_RECORDS FOR THIS TASK_.
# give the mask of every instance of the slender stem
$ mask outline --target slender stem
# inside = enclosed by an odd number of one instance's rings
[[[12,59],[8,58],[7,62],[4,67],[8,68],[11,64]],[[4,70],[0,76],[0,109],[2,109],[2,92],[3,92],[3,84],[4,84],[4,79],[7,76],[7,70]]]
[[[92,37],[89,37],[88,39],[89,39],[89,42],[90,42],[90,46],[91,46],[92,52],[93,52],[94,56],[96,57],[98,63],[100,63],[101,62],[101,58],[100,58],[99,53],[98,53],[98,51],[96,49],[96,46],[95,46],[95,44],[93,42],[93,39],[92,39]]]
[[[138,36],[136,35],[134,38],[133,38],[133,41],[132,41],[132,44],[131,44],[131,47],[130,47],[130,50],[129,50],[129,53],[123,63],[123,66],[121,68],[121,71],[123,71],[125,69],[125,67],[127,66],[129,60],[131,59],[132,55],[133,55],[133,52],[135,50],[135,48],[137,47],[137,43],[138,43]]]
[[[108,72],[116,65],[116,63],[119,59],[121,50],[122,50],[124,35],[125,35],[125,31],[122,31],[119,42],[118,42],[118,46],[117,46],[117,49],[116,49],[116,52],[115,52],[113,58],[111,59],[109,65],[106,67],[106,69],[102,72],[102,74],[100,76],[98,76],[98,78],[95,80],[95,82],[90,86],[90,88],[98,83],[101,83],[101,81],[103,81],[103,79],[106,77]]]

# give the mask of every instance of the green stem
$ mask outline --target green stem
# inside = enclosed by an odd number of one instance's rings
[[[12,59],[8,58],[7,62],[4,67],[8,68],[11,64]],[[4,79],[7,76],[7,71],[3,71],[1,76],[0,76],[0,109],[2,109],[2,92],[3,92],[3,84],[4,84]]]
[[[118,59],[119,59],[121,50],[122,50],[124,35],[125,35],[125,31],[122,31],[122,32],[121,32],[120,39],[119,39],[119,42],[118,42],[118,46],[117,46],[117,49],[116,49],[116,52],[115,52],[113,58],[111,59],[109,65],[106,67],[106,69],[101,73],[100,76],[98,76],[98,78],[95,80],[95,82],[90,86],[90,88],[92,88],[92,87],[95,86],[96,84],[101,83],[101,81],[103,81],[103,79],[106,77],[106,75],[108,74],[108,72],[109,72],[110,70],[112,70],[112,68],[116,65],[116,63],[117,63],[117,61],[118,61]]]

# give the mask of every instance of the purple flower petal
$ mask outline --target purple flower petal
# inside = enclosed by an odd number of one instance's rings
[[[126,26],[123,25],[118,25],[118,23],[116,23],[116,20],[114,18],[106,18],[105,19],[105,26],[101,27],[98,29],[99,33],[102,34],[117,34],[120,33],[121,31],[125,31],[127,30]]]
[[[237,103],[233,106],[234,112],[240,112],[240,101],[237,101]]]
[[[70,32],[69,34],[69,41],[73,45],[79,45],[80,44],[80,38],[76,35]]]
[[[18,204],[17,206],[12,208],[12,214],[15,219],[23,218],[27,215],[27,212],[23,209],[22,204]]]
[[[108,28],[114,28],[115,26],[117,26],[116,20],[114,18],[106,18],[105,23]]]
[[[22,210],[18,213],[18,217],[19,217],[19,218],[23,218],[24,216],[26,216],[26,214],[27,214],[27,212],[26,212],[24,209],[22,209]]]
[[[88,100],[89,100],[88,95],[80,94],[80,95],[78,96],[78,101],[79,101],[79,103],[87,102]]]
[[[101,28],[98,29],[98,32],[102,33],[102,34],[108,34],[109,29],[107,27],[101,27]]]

_SHORT TASK_. Please return the items exactly as they appear, beginning at the line that contains "# give the mask of every instance of the purple" and continuing through the end of the items.

_TASK SOLUTION_.
# give the mask of every instance of the purple flower petal
$ mask outline --target purple flower petal
# inside = enclosed by an odd number of one instance's rings
[[[126,26],[123,25],[118,25],[118,23],[116,23],[116,20],[114,18],[106,18],[105,19],[105,26],[101,27],[98,29],[99,33],[102,34],[117,34],[120,33],[121,31],[125,31],[127,30]]]
[[[237,103],[233,106],[234,112],[240,112],[240,101],[237,101]]]
[[[70,32],[69,34],[69,41],[73,45],[79,45],[80,44],[80,38],[76,35]]]
[[[18,204],[17,206],[12,208],[12,214],[15,219],[23,218],[27,215],[27,212],[23,209],[22,204]]]
[[[108,28],[114,28],[115,26],[117,26],[116,20],[114,18],[106,18],[105,23]]]
[[[22,210],[18,213],[18,217],[19,217],[19,218],[23,218],[24,216],[26,216],[26,214],[27,214],[27,212],[26,212],[24,209],[22,209]]]
[[[88,100],[89,100],[88,95],[80,94],[80,95],[78,96],[78,101],[79,101],[79,103],[87,102]]]
[[[101,28],[98,29],[98,32],[102,33],[102,34],[108,34],[109,29],[107,27],[101,27]]]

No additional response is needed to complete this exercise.